▶ [Exercise objective]: How would the Moon landing evidence piece go on? Write its next part, starting right after its last sentence.

▶ [Document extract]:
-*-

Faking such a landing would be harder than actually accomplishing it

Yury Kostitsyn, the head of Russia’s Institute of Analytical Chemistry said, referring to recent statements of Roscosmos head Dmitry Rogozin joking at the purpose of Russia’s own future lunar missions will be to prove or disprove the 1969 Apollo 11 landing, give the country an opportunity to check whether Neil Armstrong’s footprints are actually out there.

Thankfully, in science, we don’t need to be there ourselves to have proof. Here are four different pieces of evidence from the American side that demonstrates the Moon landings actually occurred.

1.) Lunar footprints. Here on Earth, footprints generally don’t last very long. Wherever you leave your tracks, you fully expect that whether it takes minutes, days, or weeks, eventually the natural phenomena in the world will cover them up. Winds blowing along the sand dunes, rains in the forest, or plant and animal activity will eventually eliminate the evidence of your passing. All of this happens for a variety of reasons, which include:

  • the fact that the Earth has an atmosphere,
  • that we have weather,
  • that we have liquid water at our surface,
  • and that we have living species on our world.

Without winds, rains, snows, glaciers, rockslides, or any other means of moving and rearranging the particles on the surface of the Moon, any footprints that we left there should remain for an interminable length of time.

2.) Over 8,000 photos documenting our trips. Perhaps we all need a reminder of what the sacrifices were that went into our journey to the Moon. We accomplished the unthinkable by banding together to achieve a common goal, and could do it all once again. NASA has released all the photos of the twelve Apollo missions that made it to space on a publicly available Flickr photostream, sorted into a series of incredible albums by moon missions.

-*-

(Dataset rows showing where objects appear)
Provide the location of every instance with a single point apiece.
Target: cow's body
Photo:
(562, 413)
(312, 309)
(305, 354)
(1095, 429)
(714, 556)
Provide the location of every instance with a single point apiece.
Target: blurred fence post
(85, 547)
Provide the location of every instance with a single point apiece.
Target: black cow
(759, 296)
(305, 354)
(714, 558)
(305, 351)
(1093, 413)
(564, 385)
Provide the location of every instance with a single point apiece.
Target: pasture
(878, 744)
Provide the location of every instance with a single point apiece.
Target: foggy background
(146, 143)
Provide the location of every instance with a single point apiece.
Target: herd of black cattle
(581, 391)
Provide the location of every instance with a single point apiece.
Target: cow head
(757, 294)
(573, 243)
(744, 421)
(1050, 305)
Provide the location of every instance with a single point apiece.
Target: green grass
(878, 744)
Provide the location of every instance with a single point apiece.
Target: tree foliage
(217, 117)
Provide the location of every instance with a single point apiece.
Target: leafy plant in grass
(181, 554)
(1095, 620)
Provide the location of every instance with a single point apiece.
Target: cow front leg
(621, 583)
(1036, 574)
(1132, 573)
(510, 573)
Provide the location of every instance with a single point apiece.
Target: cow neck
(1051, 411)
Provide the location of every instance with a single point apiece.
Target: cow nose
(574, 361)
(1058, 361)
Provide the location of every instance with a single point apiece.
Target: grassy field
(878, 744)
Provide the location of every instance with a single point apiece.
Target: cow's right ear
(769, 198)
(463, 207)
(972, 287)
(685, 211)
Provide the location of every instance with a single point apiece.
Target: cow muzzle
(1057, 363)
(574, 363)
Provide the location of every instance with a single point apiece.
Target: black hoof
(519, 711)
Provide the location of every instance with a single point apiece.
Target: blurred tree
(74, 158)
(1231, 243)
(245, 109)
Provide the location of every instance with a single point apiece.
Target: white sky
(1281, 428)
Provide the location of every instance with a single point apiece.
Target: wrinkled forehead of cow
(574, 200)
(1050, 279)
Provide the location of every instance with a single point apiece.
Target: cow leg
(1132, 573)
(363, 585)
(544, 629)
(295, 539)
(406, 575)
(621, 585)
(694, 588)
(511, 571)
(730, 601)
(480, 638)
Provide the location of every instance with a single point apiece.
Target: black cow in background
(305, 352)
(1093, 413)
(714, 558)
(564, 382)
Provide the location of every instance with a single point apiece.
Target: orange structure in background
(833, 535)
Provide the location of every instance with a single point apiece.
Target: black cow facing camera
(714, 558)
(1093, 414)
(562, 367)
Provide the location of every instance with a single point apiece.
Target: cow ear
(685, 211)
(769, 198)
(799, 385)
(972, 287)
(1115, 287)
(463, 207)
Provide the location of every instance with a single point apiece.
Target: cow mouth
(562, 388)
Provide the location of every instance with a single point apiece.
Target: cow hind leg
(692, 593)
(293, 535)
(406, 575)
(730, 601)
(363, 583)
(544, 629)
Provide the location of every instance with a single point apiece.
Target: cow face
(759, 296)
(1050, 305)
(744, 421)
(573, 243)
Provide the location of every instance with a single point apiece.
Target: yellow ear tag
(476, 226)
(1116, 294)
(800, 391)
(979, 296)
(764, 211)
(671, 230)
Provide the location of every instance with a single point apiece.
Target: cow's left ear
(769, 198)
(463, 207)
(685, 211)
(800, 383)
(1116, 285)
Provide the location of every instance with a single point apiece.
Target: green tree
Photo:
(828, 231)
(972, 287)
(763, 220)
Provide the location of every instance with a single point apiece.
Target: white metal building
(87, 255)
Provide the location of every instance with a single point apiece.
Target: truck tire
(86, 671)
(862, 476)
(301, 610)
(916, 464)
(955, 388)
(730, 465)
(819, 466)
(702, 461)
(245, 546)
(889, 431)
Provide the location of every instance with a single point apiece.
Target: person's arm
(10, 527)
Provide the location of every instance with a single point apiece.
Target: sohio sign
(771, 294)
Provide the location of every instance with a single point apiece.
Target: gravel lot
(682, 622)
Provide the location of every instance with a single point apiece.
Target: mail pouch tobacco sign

-*-

▶ [Exercise output]:
3.) Scientific equipment we’ve installed on the Moon. Did you know that we brought up a large amount of scientific equipment and installed it on the lunar surface during the Apollo missions?

  • Lunar seismometers were installed by Apollo 11, 12, 14, 15, and 16, with the most advanced ones transmitting data to Earth until 1977.
  • Apollo 11 installed the lunar laser ranging retroreflector array, which is still operational today, allowing us to reflect lasers off of it and measure the Earth-Moon distance to ~centimeter precision. (We also use Apollo 14, 15, and the Soviet Lunokhud 2 rover for this.)
  • The SWC experiment, to measure the solar wind composition from the Moon’s surface.
  • The SWS experiment to measure the solar wind’s spectra from the Moon.
  • The LSM experiment to measure the lunar magnetic field.
  • The LDD to measure how lunar dust would settle on and pollute solar panels.

And many others. That we have the data from these experiments, and that the lunar retroreflectors are still in use today, represent some pretty strong evidence that we did, in fact, land on the Moon.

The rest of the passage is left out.